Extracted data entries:
::::::
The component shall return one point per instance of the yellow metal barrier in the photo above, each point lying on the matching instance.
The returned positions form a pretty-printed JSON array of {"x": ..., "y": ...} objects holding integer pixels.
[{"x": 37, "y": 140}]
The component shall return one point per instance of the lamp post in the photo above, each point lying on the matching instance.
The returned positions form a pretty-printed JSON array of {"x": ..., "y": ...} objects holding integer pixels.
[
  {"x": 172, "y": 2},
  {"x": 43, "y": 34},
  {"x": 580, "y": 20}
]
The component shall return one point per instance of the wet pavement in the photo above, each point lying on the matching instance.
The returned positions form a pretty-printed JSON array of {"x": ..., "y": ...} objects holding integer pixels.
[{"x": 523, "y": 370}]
::::::
- DIRECTION:
All of the records must be retyped exactly as they are.

- CORRECT RESPONSE:
The component shall return one point per instance of the yellow metal barrier in the photo above, each point lying on the matching instance.
The returned positions form a pretty-printed JSON array of {"x": ..., "y": ...} objects holding integer pixels.
[{"x": 37, "y": 140}]
The component shall return one point per instance of the lamp post in the photo above, each point lying on the matching instance.
The returned positions form a pretty-printed JSON array of {"x": ..., "y": ...} objects holding integer pixels.
[
  {"x": 172, "y": 2},
  {"x": 43, "y": 34},
  {"x": 580, "y": 20}
]
The component shall return one point per instance of the wet pavement in the photo above, each point lying on the matching instance.
The returned positions form a pretty-printed JSON array of {"x": ..., "y": ...} objects holding integer pixels.
[{"x": 523, "y": 370}]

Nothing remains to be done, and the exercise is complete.